— Instructions for the task —
For this exercise, copy the data exactly and omit any images.

(Stored items)
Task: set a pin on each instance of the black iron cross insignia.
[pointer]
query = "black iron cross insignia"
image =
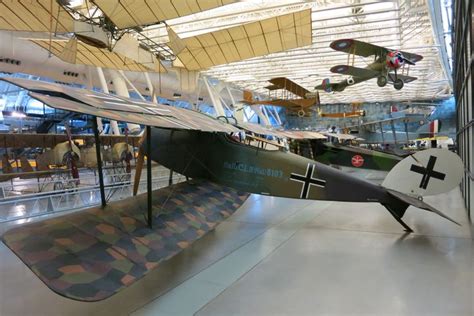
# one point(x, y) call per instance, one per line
point(428, 172)
point(307, 181)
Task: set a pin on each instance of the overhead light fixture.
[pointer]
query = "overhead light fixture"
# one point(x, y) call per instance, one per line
point(18, 114)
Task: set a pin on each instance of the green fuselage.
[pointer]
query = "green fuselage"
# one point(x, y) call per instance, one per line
point(223, 160)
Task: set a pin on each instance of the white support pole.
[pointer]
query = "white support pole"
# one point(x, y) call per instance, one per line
point(277, 116)
point(90, 86)
point(151, 88)
point(113, 124)
point(196, 105)
point(272, 114)
point(131, 85)
point(265, 112)
point(216, 102)
point(121, 89)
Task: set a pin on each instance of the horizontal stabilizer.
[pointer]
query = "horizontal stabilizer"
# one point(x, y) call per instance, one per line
point(419, 204)
point(427, 172)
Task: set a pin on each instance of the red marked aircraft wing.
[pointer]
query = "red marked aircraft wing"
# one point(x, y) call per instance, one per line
point(119, 108)
point(287, 84)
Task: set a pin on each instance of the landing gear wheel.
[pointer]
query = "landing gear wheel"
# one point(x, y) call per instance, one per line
point(398, 84)
point(382, 81)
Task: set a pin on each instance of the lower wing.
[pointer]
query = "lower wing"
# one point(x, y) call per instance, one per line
point(362, 73)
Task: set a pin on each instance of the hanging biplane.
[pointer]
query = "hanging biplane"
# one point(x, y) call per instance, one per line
point(245, 168)
point(296, 102)
point(92, 254)
point(389, 66)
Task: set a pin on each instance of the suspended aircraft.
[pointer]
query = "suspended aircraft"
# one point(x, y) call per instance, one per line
point(92, 254)
point(389, 66)
point(220, 159)
point(299, 104)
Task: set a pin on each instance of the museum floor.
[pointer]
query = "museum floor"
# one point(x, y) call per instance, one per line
point(289, 257)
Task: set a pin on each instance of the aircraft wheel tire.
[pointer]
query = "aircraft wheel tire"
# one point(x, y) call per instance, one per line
point(382, 81)
point(398, 84)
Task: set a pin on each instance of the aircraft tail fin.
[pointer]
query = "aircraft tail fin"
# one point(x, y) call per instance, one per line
point(427, 172)
point(326, 85)
point(248, 96)
point(408, 200)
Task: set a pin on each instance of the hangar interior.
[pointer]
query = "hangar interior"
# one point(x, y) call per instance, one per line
point(225, 157)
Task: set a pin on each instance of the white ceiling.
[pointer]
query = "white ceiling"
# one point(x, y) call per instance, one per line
point(396, 24)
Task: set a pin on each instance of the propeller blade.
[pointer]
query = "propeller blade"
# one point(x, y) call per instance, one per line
point(408, 61)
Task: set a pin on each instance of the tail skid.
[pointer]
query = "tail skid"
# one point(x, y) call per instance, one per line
point(398, 210)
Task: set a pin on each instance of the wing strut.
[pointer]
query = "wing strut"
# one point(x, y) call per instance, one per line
point(99, 161)
point(148, 175)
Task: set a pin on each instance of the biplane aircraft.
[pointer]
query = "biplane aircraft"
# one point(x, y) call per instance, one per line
point(119, 247)
point(389, 66)
point(297, 103)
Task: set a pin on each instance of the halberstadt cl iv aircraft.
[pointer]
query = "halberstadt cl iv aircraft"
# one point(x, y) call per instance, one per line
point(386, 67)
point(92, 254)
point(199, 147)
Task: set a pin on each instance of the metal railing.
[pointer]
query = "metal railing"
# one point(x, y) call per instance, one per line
point(37, 204)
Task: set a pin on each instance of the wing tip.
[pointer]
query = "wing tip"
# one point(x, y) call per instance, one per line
point(341, 44)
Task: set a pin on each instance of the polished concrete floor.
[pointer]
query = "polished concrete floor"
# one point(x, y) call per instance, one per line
point(290, 257)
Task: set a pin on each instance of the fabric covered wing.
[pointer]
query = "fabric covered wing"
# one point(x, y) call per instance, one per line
point(355, 71)
point(287, 84)
point(356, 47)
point(329, 87)
point(119, 108)
point(406, 79)
point(92, 254)
point(412, 57)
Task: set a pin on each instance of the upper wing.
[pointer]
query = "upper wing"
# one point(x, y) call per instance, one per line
point(412, 57)
point(131, 13)
point(287, 84)
point(406, 79)
point(119, 108)
point(355, 71)
point(258, 129)
point(356, 47)
point(342, 136)
point(329, 87)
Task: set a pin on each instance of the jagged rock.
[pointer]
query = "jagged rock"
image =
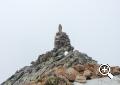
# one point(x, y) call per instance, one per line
point(55, 67)
point(71, 74)
point(80, 79)
point(79, 68)
point(87, 74)
point(62, 40)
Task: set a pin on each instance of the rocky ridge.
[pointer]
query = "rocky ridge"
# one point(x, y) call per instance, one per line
point(61, 66)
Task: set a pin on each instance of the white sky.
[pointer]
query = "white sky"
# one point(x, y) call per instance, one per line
point(27, 29)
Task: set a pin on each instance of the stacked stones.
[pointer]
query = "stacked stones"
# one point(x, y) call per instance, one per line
point(62, 40)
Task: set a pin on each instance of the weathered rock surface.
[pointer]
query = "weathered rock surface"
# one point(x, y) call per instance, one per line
point(60, 66)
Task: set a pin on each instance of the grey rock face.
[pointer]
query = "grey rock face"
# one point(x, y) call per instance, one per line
point(49, 60)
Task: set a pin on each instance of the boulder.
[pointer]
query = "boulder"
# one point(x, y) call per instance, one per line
point(80, 79)
point(79, 68)
point(87, 74)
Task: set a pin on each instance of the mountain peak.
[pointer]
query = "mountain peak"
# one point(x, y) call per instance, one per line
point(60, 66)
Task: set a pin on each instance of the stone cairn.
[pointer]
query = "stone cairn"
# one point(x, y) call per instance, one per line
point(62, 40)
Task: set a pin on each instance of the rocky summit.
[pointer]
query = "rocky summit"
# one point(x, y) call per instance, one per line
point(63, 65)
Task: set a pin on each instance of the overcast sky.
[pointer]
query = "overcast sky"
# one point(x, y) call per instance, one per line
point(28, 27)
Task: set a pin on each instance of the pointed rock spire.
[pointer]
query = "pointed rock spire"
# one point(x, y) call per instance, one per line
point(60, 28)
point(62, 39)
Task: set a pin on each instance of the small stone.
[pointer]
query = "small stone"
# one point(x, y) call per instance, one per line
point(71, 74)
point(87, 74)
point(79, 68)
point(80, 79)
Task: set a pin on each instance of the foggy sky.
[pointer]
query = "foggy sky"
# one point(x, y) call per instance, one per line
point(28, 27)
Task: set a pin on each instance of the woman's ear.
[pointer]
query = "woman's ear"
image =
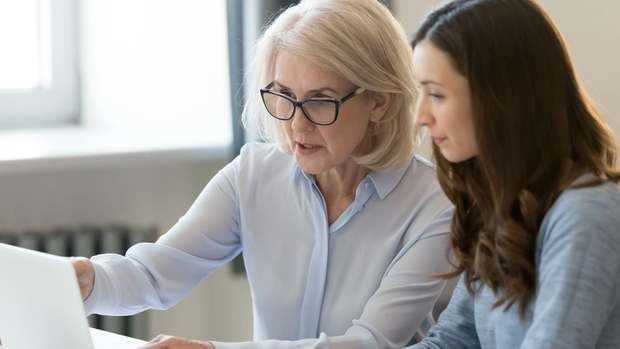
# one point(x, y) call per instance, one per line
point(380, 102)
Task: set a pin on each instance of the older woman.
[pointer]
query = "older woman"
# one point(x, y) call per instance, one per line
point(342, 230)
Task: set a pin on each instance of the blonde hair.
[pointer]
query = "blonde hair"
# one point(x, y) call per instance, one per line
point(362, 42)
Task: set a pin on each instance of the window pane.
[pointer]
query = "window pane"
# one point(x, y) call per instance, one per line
point(19, 39)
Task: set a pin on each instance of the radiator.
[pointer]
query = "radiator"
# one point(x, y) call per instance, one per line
point(87, 241)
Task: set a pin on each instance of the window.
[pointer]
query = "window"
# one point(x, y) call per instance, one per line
point(38, 64)
point(156, 65)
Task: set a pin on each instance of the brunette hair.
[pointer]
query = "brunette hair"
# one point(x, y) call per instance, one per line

— Task answer —
Task: set a pin on each instance of the black iron cross insignia.
[pointer]
query = "black iron cross insignia"
image =
# one point(x, y) call per instance, one per line
point(428, 172)
point(307, 181)
Task: set a pin on each instance of the overhead light fixture.
[pointer]
query = "overhead light fixture"
# one point(x, y) call per instance, one per line
point(18, 114)
Task: set a pin on each instance of the green fuselage.
[pointer]
query = "green fuselage"
# one point(x, y) call per instance, one per line
point(223, 160)
Task: set a pin on each instance of the white support pole.
[pointer]
query = "white support pole"
# one point(x, y) call per instance, one per line
point(277, 116)
point(90, 86)
point(151, 88)
point(113, 124)
point(196, 105)
point(272, 114)
point(131, 85)
point(265, 112)
point(216, 102)
point(121, 89)
Task: set a pin on each instance of the horizontal stabilizer.
[pointer]
query = "horizontal stabilizer"
# one point(x, y) call per instance, one per line
point(419, 204)
point(427, 172)
Task: set a pin on each instance of the red marked aircraft wing.
[pointer]
query = "red marked aircraft wing"
# one point(x, y) call per instance, one per line
point(119, 108)
point(287, 84)
Task: set a pin on each instance of the landing gear wheel.
[pointer]
query = "landing gear wheel"
# one point(x, y) call per instance, one per line
point(398, 84)
point(382, 81)
Task: set a pin on each instance of the lower wing.
[pointer]
query = "lower wing"
# one point(x, y) call per instance, one per line
point(362, 73)
Task: set a pin on each instance of the hanging biplane.
[pointer]
query = "hanging biplane"
# one point(x, y) call per instance, one per line
point(245, 168)
point(296, 102)
point(92, 254)
point(389, 66)
Task: set a pin on each instance of the suspended aircraft.
[pointer]
query = "suspended aircraft"
# one point(x, y) call per instance, one per line
point(92, 254)
point(389, 66)
point(220, 159)
point(299, 104)
Task: set a pin on each instance of the museum floor.
[pointer]
query = "museum floor"
# one point(x, y) call per instance, one per line
point(289, 257)
Task: set a pin on each instance of the aircraft wheel tire.
[pointer]
query = "aircraft wheel tire"
# one point(x, y) call per instance, one per line
point(382, 81)
point(398, 84)
Task: set a pin on each instance of the aircraft tail fin.
[pointer]
query = "aircraft tail fin"
# one point(x, y) call per instance, one per line
point(427, 172)
point(326, 85)
point(248, 96)
point(408, 200)
Task: set a pin on each instance of the hangar interior.
[pointer]
query = "hangar interior"
# one point(x, y) call per instance, one per line
point(225, 157)
Task: set a pin on each instance of the white ceiling.
[pointer]
query = "white ceiling"
# one point(x, y) call per instance, one per line
point(396, 24)
Task: set a pin on each instance of the propeller blade.
[pointer]
query = "propeller blade"
# one point(x, y) call per instance, one per line
point(408, 61)
Task: set a pin on each instance of the tail skid.
[pointer]
query = "tail skid"
# one point(x, y) call per instance, one per line
point(398, 210)
Task: set a pin on each instance of the wing strut.
[pointer]
query = "wing strut"
# one point(x, y) call per instance, one per line
point(99, 161)
point(148, 175)
Task: set a pin on each instance of the biplane aircraft.
[pointer]
query = "biplane aircraft"
# one point(x, y) call per instance, one per line
point(119, 247)
point(389, 66)
point(297, 103)
Task: set a pin on each instance of the halberstadt cl iv aircraft.
[pointer]
query = "halberstadt cl iv aircraft"
# one point(x, y) call per instance, one per line
point(386, 67)
point(92, 254)
point(199, 147)
Task: set a pin on each instance of the metal railing.
[pointer]
query = "metal railing"
# one point(x, y) call per instance, one per line
point(37, 204)
Task: set a pin on each instance of the wing tip.
[pointer]
query = "wing tip"
# one point(x, y) call per instance, one per line
point(341, 44)
Task: set a pin on each instance of the polished concrete floor.
[pointer]
query = "polished concrete floor"
# one point(x, y) call per instance, one per line
point(290, 257)
Task: set a pin on each instance of the fabric covered wing.
[pointer]
query = "fabric covered wing"
# one point(x, y) call per instance, one per line
point(355, 71)
point(287, 84)
point(356, 47)
point(329, 87)
point(119, 108)
point(406, 79)
point(92, 254)
point(412, 57)
Task: set a pin on each instance of the upper wing.
[pointer]
query = "upper wing"
# one point(x, y) call per instance, one per line
point(412, 57)
point(131, 13)
point(287, 84)
point(406, 79)
point(119, 108)
point(355, 71)
point(258, 129)
point(356, 47)
point(342, 136)
point(329, 87)
Task: set a pin on each instance of the jagged rock.
[pointer]
query = "jagged rock"
image =
# one point(x, y) call per instance, one per line
point(55, 67)
point(71, 74)
point(80, 79)
point(79, 68)
point(87, 74)
point(62, 40)
Task: set a pin on each instance of the rocky ridge.
[pointer]
query = "rocky ridge"
# one point(x, y) call per instance, one per line
point(61, 66)
Task: set a pin on each instance of the white sky.
[pointer]
query = "white sky"
# one point(x, y) call per instance, one per line
point(27, 29)
Task: set a pin on each instance of the stacked stones.
[pointer]
query = "stacked stones"
# one point(x, y) call per instance, one per line
point(62, 40)
Task: set a pin on each instance of the weathered rock surface.
[pointer]
query = "weathered rock surface"
# one point(x, y) call per instance, one per line
point(60, 66)
Task: set a pin on each instance of the grey rock face.
[pointer]
query = "grey rock face"
# one point(x, y) call per instance, one per line
point(49, 60)
Task: set a pin on each instance of the boulder.
[pointer]
query = "boulder"
# one point(x, y) call per instance, one per line
point(80, 79)
point(79, 68)
point(87, 74)
Task: set a pin on each instance of the mountain peak.
[pointer]
query = "mountain peak"
# one point(x, y) call per instance, one per line
point(60, 66)
Task: set a pin on each instance of the stone cairn.
[pointer]
query = "stone cairn"
# one point(x, y) call per instance, one per line
point(62, 40)
Task: set a pin on each instance of the rocky summit.
[pointer]
query = "rocky summit"
# one point(x, y) call per instance, one per line
point(63, 65)
Task: set a pin on each instance of the overcast sky.
[pointer]
query = "overcast sky"
# one point(x, y) call per instance, one per line
point(28, 27)
Task: set a pin on each instance of the pointed rock spire.
[pointer]
query = "pointed rock spire"
# one point(x, y) call per instance, one per line
point(60, 28)
point(62, 39)
Task: set a pin on each instance of the small stone.
[pointer]
query = "small stone"
# one point(x, y) call per instance, one per line
point(71, 74)
point(87, 74)
point(79, 68)
point(80, 79)
Task: set a pin on each instance of the foggy sky.
[pointer]
query = "foggy sky"
# one point(x, y) call per instance, one per line
point(28, 27)
Task: set a pin on each instance of the woman's ear.
[pointer]
query = "woman's ear"
image =
# one point(x, y) call per instance, one per line
point(380, 102)
Task: set a pin on each instance of the older woman.
[pointer]
query = "older woman"
# one point(x, y) call per instance, one per line
point(342, 230)
Task: set a pin on each instance of the blonde hair.
[pointer]
query = "blonde hair"
# one point(x, y) call per instance, one per line
point(362, 42)
Task: set a pin on each instance of the window pane.
[pointer]
query = "window pane"
# one point(x, y) call per instance, one per line
point(19, 39)
Task: set a pin on each instance of the radiator.
[pointer]
query = "radiator"
# one point(x, y) call per instance, one per line
point(87, 241)
Task: set a pin on each instance of the window.
[pointer]
query = "window"
# one point(x, y) call per instance, one per line
point(38, 64)
point(156, 65)
Task: set a pin on each instance of the brunette hair.
[pointer]
query = "brunette hair"
# one point(x, y) call per instance, one per line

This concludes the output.